REQUEST —
In the lines that open with the one containing "Find the window;" and close with the one containing "[[[91,111],[95,111],[95,101],[92,101],[91,102]]]", switch each "instance" to "object". Return only those lines, with nothing else changed.

INPUT ROWS —
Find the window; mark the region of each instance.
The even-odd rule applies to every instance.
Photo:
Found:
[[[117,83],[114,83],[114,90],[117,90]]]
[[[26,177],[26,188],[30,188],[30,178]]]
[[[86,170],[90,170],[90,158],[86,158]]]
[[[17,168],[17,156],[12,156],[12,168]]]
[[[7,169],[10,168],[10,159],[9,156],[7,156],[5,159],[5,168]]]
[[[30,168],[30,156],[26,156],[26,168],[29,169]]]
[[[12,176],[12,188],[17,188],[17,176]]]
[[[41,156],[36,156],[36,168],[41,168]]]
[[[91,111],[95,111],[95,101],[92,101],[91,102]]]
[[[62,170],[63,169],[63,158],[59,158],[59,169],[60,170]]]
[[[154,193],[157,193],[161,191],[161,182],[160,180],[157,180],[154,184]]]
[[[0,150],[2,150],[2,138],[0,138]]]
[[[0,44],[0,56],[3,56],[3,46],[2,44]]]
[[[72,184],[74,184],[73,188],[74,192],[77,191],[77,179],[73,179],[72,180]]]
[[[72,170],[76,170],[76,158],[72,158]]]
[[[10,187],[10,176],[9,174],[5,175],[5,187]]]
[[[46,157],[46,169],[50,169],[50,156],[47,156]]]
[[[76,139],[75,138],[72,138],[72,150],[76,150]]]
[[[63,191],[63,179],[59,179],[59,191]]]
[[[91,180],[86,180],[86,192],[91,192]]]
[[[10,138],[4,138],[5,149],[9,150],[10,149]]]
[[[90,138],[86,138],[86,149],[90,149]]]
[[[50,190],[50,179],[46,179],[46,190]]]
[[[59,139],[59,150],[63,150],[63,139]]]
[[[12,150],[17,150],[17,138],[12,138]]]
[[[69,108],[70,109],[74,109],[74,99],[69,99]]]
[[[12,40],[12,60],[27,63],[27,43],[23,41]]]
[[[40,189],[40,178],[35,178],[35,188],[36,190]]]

--

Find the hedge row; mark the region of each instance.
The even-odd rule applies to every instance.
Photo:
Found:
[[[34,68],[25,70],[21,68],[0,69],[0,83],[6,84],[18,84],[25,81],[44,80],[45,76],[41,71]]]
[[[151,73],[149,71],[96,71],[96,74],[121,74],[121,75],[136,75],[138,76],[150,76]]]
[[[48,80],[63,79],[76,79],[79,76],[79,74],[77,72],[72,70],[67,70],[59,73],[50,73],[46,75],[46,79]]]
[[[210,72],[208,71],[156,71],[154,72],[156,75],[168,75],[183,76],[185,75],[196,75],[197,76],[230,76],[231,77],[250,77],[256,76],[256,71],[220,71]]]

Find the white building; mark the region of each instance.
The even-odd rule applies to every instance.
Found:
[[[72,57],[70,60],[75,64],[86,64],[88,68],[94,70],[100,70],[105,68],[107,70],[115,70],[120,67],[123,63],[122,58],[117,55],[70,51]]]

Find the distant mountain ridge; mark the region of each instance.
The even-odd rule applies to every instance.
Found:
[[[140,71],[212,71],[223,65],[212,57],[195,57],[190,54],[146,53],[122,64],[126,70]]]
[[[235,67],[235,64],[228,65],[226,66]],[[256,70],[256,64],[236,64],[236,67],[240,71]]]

OUTPUT OF THE TASK —
Find the window; mark the region of each object.
The even-odd rule applies to every object.
Photo:
Found:
[[[117,83],[114,83],[114,90],[117,90]]]
[[[26,177],[26,188],[30,188],[30,178]]]
[[[86,170],[90,170],[90,158],[86,158]]]
[[[17,168],[17,156],[12,156],[12,168]]]
[[[7,169],[10,168],[10,159],[9,156],[7,156],[5,159],[5,168]]]
[[[30,168],[30,156],[26,156],[26,168],[29,169]]]
[[[12,176],[12,188],[17,188],[17,176]]]
[[[41,156],[36,156],[36,168],[41,168]]]
[[[91,111],[95,111],[95,101],[92,101],[91,102]]]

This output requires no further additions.